PAGE TEXT
******

There are questions that I get with a lot of regularity from people who are moving into the area. 'How often do you get hit by tornadoes (me...never), what's the best thing about Indianapolis (the people), what's the worst thing about Indy (January and February).
One thing I can say factually is that Indianapolis rarely meets the expectations of people from the coasts or out of the country. It exceeds them. When we helped a large group of people move here from near San Francisco two to three years ago, to a person they were stunned at how pleasant it was and that we weren't simply one big cornfield. One of those people, John, was 53 years old and had never owned a home....until he moved here. For him it was a dream answered. I picked one family up at the airport and we went to look at homes in Brownsburg. The first property we went in was about $300,000. It was five minutes from where their kids would go to school. We walked up the front sidewalk and as the wife entered the home, she stopped and sobbed. In California $300,000 got them 1400 square feet on a 90 x 60 lot. Here they would buy 3700 square feet on four tenths of an acre. It was 90 minutes one way to her husband's work near San Fran. Here, he would be a 17 minute drive. He had never seen one of their kids plays or sporting events. Here in Indiana, he'd be able to be a part of all of it. Their entire lives were changing and they had no idea until that moment how much better their quality of life would be.

******

Data entries:
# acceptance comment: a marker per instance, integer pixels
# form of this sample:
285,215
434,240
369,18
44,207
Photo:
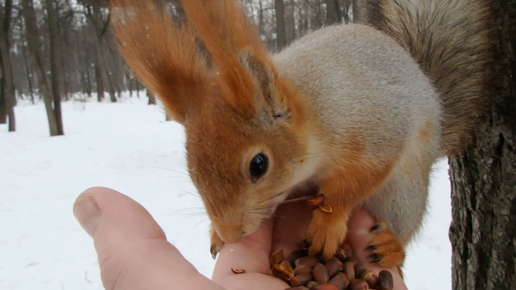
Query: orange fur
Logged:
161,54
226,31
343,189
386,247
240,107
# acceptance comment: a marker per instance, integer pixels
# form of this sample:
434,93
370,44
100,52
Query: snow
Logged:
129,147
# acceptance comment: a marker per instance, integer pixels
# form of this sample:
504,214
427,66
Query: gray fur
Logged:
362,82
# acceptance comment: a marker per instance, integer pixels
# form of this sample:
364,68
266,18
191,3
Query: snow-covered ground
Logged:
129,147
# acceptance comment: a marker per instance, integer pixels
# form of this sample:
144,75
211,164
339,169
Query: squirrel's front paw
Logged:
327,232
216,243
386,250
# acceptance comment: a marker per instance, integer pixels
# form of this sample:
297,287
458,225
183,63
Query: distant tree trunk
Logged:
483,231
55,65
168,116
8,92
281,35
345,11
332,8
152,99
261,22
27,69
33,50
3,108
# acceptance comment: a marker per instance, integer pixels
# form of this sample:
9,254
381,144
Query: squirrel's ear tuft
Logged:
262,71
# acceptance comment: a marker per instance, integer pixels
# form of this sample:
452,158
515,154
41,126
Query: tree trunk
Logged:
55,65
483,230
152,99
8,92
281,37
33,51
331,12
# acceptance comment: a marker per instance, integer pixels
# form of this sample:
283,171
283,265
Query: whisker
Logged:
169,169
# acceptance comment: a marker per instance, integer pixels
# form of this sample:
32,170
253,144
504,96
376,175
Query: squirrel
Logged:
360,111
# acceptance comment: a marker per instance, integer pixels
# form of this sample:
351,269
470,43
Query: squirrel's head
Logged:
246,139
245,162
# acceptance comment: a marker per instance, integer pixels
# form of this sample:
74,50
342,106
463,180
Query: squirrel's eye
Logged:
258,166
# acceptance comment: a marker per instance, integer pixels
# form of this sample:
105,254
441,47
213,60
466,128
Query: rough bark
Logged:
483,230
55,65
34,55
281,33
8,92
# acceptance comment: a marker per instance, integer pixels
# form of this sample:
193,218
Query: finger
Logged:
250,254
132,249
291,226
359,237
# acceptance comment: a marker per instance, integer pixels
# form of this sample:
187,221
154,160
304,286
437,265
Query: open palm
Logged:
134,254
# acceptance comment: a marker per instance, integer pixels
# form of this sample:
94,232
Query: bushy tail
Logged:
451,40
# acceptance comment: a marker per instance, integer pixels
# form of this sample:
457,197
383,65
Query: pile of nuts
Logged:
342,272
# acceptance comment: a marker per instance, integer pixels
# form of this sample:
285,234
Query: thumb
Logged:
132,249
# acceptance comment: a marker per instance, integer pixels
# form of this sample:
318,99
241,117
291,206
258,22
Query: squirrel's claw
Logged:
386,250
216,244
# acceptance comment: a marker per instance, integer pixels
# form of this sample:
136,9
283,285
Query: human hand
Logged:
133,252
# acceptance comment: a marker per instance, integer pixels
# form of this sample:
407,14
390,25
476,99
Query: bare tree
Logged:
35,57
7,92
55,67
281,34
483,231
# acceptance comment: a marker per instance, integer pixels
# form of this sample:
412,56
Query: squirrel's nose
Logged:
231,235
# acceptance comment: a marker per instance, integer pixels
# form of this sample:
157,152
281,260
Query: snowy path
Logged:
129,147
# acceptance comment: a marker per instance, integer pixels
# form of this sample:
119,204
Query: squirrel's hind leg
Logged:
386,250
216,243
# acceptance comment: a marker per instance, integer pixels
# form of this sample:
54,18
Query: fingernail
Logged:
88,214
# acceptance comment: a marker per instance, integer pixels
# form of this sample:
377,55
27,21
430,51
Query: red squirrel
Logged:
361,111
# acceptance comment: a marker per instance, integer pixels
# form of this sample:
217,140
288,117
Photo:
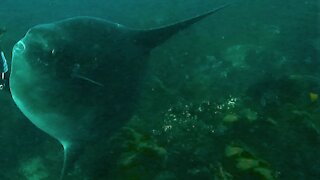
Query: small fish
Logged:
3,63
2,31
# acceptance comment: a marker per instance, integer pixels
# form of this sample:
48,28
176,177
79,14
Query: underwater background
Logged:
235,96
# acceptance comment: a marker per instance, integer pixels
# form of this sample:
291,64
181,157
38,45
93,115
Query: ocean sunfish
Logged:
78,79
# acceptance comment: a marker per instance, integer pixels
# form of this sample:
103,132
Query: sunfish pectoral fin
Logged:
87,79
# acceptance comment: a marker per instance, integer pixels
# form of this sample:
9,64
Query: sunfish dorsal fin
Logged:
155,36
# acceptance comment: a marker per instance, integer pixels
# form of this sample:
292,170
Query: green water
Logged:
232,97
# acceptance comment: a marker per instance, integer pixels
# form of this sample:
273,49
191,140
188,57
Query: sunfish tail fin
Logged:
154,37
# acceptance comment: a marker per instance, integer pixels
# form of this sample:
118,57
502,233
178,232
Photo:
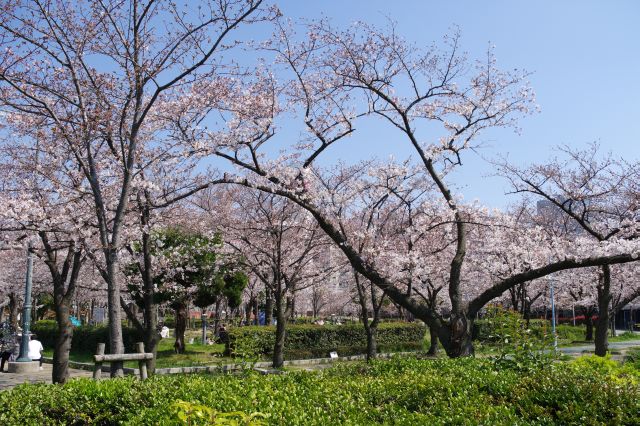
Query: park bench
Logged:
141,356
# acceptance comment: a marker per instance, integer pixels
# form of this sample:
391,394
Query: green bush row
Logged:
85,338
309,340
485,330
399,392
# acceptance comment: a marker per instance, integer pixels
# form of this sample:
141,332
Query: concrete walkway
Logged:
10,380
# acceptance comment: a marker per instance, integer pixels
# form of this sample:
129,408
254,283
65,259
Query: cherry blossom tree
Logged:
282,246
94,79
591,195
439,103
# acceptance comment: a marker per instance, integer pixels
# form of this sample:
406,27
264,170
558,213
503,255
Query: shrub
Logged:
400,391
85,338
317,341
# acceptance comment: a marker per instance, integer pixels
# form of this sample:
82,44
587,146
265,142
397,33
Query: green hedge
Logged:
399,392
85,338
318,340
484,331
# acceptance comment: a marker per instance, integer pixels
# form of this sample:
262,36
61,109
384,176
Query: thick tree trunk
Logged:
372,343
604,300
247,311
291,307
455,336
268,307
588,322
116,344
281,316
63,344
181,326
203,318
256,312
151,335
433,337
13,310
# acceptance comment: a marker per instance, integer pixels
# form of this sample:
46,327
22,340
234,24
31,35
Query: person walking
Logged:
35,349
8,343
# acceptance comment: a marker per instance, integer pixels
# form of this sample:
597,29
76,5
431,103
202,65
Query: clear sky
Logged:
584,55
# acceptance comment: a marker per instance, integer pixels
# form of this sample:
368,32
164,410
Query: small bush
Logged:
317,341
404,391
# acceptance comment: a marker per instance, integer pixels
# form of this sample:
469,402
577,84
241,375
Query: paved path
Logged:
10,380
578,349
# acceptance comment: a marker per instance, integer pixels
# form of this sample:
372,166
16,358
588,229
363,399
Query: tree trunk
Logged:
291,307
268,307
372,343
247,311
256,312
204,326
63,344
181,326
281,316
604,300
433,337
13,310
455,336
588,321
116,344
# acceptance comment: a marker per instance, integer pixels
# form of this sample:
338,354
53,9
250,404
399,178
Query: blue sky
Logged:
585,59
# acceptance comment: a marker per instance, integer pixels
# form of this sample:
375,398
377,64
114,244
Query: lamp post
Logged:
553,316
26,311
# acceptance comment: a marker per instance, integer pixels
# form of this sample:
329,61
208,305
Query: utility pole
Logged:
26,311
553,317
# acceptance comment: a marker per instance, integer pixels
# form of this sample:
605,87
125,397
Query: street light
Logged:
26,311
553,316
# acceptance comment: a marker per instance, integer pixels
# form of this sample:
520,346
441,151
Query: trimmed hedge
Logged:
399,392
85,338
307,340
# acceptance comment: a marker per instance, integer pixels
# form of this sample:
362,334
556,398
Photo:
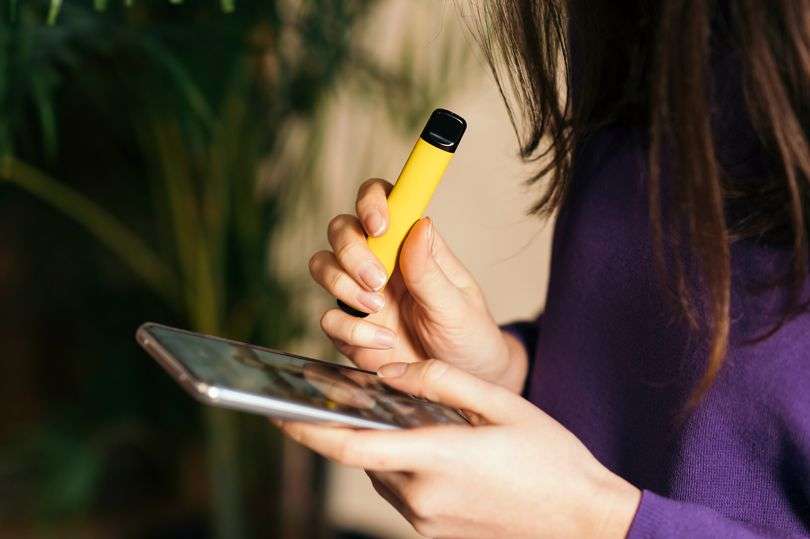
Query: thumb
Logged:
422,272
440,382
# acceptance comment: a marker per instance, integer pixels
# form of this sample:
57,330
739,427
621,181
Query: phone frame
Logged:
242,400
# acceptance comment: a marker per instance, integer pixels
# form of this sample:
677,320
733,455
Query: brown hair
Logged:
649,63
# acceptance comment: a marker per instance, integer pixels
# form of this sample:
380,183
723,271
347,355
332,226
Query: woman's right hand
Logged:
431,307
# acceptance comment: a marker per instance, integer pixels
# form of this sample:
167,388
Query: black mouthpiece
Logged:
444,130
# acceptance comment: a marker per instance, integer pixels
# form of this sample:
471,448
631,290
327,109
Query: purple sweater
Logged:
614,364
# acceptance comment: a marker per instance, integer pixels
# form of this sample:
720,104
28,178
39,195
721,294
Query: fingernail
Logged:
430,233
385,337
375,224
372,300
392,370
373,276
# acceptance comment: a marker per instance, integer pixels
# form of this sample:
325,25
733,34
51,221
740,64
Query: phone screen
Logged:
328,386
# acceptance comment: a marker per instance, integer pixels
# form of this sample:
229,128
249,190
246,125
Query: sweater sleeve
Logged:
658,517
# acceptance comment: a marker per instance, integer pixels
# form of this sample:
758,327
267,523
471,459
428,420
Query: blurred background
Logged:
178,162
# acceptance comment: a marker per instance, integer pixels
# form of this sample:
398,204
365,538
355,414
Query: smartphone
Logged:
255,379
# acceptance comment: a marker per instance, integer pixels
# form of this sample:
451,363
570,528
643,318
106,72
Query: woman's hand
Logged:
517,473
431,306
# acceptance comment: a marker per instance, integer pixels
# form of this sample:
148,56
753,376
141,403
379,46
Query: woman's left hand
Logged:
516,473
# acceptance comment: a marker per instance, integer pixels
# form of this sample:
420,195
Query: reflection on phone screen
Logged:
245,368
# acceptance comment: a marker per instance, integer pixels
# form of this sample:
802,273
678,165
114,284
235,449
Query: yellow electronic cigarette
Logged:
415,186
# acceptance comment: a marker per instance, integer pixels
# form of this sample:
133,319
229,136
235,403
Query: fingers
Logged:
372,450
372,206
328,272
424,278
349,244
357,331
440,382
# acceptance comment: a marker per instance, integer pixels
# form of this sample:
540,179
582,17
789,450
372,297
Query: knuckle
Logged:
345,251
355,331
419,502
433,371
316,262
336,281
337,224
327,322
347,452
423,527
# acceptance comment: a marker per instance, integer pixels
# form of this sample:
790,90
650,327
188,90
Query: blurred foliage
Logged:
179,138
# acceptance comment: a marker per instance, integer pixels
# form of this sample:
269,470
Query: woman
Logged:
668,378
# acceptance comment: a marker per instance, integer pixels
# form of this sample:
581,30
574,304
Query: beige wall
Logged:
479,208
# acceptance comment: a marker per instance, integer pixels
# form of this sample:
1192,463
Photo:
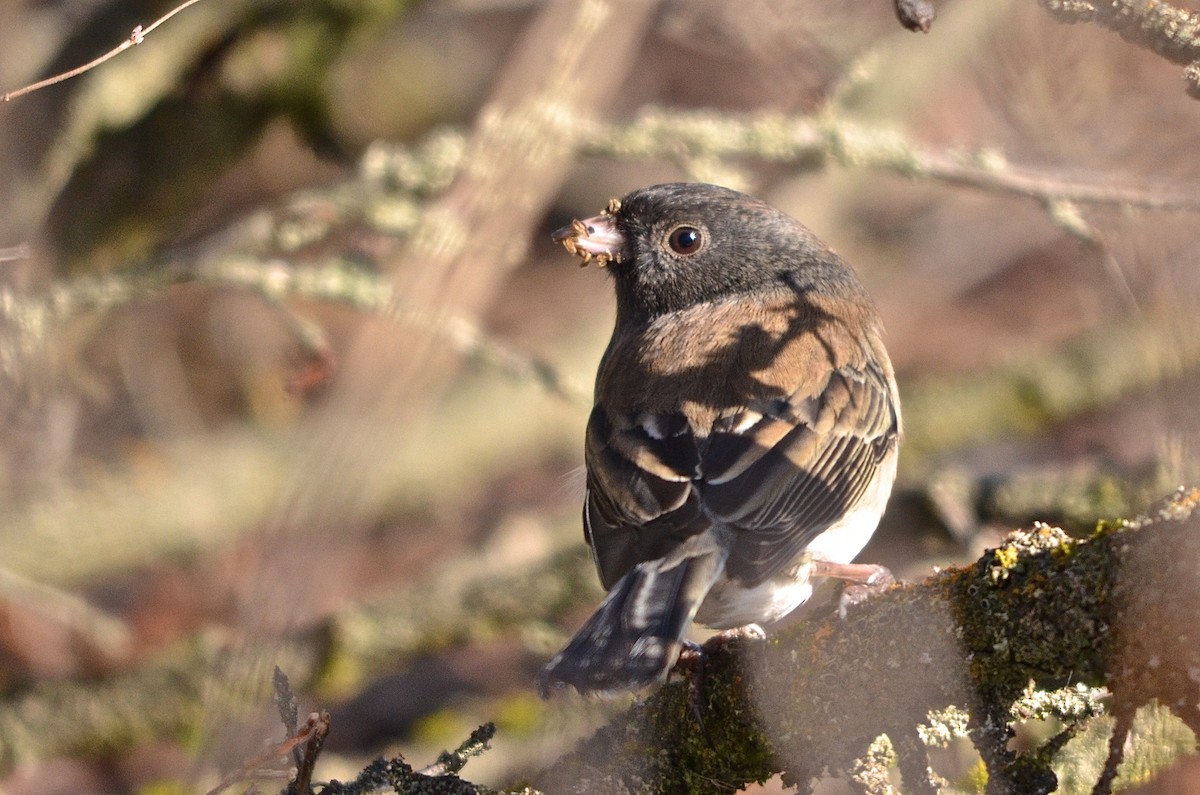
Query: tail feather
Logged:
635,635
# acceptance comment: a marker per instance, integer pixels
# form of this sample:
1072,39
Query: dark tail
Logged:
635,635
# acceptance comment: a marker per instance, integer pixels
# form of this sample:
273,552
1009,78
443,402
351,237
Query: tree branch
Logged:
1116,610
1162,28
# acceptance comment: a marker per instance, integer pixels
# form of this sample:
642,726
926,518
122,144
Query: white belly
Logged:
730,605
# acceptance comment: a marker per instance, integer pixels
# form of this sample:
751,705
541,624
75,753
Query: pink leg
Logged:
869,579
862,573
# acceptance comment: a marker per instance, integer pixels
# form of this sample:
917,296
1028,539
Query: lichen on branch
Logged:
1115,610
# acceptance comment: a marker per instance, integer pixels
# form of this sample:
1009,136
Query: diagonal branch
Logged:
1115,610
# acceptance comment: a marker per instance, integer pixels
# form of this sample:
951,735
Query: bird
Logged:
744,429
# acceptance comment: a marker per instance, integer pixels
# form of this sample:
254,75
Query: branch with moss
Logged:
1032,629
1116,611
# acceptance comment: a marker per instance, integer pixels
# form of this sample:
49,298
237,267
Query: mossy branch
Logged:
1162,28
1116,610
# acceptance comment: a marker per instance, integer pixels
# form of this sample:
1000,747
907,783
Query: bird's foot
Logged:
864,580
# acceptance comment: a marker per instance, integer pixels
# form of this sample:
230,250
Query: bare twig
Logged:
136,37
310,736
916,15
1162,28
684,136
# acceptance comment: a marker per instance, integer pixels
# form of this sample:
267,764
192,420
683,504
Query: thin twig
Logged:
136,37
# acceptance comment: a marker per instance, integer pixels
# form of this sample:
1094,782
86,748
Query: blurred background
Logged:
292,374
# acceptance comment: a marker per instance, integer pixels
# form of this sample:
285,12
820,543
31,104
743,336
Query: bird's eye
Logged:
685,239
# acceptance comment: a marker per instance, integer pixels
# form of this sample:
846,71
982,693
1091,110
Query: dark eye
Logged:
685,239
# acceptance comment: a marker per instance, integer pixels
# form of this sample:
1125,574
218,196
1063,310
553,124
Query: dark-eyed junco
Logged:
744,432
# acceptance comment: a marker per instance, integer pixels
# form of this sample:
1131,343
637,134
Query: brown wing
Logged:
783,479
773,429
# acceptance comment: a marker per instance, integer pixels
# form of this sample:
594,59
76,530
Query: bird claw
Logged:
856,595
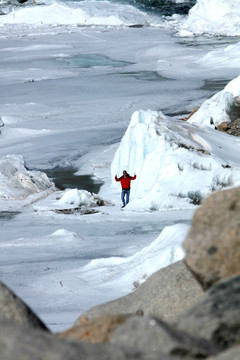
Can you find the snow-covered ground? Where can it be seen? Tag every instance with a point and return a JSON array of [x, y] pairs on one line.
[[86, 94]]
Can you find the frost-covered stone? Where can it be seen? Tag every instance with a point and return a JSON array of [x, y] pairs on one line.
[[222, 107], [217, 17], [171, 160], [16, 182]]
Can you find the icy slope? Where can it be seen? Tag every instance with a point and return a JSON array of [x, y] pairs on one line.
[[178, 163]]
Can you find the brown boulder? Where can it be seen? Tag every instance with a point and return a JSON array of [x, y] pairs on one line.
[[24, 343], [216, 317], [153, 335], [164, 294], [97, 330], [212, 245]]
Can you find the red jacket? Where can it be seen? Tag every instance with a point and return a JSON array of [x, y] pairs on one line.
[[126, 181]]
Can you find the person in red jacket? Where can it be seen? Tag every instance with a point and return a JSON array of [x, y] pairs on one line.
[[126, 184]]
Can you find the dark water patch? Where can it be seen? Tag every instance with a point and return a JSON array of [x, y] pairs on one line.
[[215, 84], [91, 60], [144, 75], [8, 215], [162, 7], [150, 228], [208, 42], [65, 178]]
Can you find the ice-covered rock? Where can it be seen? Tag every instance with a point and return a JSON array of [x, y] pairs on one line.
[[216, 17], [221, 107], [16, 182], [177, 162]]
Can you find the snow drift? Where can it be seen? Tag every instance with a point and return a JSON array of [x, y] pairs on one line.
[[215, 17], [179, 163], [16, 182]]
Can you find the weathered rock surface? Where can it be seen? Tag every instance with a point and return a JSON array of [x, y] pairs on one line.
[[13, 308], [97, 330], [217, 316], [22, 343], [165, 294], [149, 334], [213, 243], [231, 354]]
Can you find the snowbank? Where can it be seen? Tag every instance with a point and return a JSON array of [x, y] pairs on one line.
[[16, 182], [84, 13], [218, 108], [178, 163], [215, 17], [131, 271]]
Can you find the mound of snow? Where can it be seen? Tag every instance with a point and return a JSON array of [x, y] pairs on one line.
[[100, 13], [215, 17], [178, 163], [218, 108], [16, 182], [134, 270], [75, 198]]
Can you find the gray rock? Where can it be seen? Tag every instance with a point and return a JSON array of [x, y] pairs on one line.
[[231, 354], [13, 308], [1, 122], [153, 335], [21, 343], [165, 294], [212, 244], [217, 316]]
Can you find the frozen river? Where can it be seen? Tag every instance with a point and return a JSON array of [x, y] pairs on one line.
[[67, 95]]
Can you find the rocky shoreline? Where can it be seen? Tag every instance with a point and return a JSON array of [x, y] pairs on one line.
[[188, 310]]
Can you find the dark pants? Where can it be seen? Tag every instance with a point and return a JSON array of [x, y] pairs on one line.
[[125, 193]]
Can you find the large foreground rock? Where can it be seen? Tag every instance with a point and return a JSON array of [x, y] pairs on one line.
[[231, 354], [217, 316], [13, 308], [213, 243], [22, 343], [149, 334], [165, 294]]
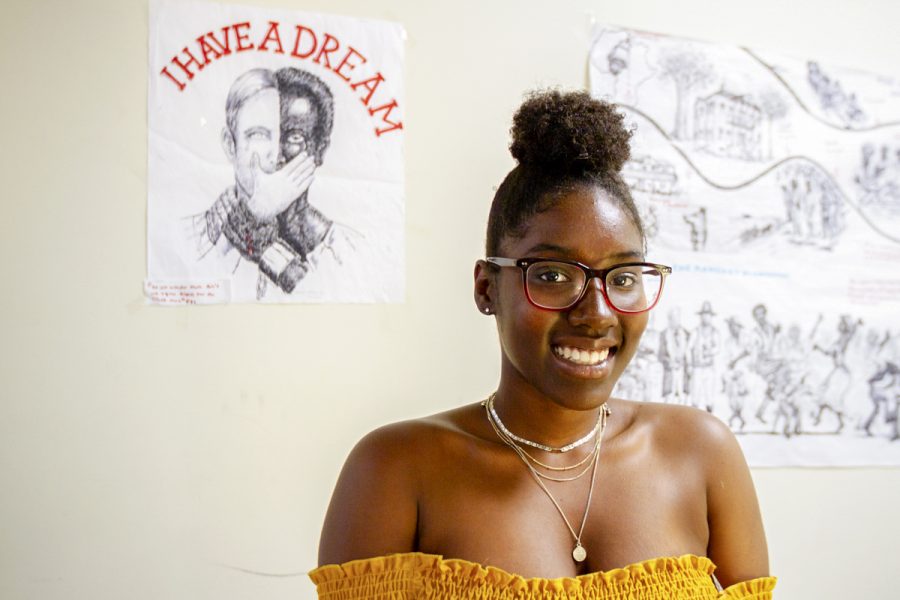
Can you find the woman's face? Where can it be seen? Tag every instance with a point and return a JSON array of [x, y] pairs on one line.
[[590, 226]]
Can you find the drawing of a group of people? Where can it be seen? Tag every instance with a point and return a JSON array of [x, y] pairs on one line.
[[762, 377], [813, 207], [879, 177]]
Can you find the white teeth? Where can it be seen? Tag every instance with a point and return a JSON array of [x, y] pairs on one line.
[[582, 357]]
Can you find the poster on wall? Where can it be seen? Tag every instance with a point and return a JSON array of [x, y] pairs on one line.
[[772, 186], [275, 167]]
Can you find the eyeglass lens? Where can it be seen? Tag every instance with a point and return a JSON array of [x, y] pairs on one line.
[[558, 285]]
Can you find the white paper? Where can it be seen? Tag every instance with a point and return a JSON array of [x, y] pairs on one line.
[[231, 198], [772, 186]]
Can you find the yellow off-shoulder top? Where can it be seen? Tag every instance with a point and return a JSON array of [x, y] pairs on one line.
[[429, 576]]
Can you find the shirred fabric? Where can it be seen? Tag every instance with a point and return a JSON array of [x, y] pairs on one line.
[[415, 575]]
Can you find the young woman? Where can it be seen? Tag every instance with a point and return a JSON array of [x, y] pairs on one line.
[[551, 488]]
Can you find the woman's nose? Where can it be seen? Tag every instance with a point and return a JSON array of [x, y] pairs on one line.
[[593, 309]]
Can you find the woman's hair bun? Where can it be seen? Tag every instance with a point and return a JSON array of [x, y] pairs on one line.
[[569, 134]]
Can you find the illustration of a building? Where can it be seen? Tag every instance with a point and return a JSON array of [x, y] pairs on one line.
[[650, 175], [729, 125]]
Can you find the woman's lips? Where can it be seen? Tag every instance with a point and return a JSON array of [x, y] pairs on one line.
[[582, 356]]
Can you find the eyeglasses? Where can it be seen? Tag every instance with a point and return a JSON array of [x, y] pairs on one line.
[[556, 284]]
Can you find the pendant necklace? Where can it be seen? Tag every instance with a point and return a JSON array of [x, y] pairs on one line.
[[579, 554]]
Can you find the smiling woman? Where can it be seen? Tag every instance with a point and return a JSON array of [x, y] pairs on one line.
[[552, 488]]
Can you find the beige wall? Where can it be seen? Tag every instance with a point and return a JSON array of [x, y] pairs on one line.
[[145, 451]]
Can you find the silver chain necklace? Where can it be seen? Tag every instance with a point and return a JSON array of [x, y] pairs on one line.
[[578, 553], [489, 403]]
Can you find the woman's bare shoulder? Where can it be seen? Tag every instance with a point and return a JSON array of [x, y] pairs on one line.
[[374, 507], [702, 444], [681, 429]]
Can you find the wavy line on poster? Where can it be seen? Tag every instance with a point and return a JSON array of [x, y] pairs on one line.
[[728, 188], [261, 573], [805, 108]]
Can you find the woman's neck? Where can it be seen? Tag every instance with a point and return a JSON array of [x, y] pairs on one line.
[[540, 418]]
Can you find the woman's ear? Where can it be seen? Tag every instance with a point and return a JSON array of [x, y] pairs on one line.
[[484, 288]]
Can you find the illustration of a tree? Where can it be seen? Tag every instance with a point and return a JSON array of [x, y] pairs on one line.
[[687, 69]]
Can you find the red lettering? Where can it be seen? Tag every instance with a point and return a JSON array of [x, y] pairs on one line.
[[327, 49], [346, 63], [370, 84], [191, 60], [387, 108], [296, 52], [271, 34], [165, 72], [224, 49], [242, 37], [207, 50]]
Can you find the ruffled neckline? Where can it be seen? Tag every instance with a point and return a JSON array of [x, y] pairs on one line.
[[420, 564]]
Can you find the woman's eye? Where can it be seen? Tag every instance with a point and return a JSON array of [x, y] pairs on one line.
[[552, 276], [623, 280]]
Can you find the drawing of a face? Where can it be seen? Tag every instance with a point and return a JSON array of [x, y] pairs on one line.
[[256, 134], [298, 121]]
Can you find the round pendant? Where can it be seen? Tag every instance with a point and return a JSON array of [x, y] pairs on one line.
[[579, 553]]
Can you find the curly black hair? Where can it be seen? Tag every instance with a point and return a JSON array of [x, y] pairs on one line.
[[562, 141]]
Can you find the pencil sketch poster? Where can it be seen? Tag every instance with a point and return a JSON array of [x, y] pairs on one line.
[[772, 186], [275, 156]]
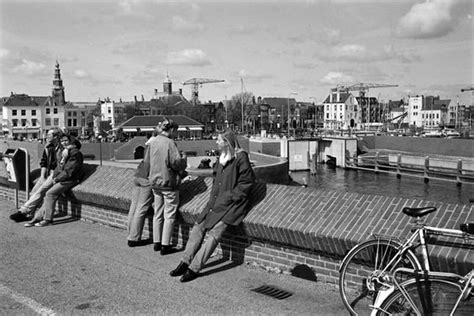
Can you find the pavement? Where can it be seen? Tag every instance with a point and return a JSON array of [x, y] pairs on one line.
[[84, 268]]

******

PROBLEMS AND TASKS
A) Output the passage of the text about moving to Indianapolis that begins at the words "There are questions" and stops after "(January and February).".
B) Go on with the text about moving to Indianapolis from where it stops.

RESPONSES TO THE TASKS
A)
There are questions that I get with a lot of regularity from people who are moving into the area. 'How often do you get hit by tornadoes (me...never), what's the best thing about Indianapolis (the people), what's the worst thing about Indy (January and February).

B)
It's not just about economics, though. It truly is those who live here. In Indiana it's about people who rush into the flames and chaos on a dark November night to rescue their neighbors after a gas explosion in Richmond Hill. It's about hundreds of people who ran towards danger to help as tens of thousands of pounds of steel scaffolding came crashing down, trapping dozens of their fellow concert goers at the State Fair grounds. It's also about a community who raised tens and tens of thousands of dollars to support their fellow Hoosiers with cancer when a football coach is stricken. I once told a client moving here that we're 'embarrassingly polite.' Being from New York he just looked at me with a blank stare. Now, 17 months after his move here, he understands. Two weeks after his family moved to Indiana, the family dog was struck near their home. They got a call from a neighbor who had seen it happen, scooped up the injured animal and not knowing who it belonged to called them from the phone number on 'Bailey's' tags as he drove their pet to the animal ER. The dog survived. It is a perfect place? Hardly. We don't have sprawling beaches (although we do have Beech Grove). But it is an environment that gives you a sense of being from somewhere that matters. Not for it's physical grandeur, but for what's in the hearts of many who reside here. Naive homerism? Perhaps....but the facts do speak for themselves. Those facts are pretty clear that quality of life is more than simple outdoor temps and national seashore miles. Here....that axiom is actually true.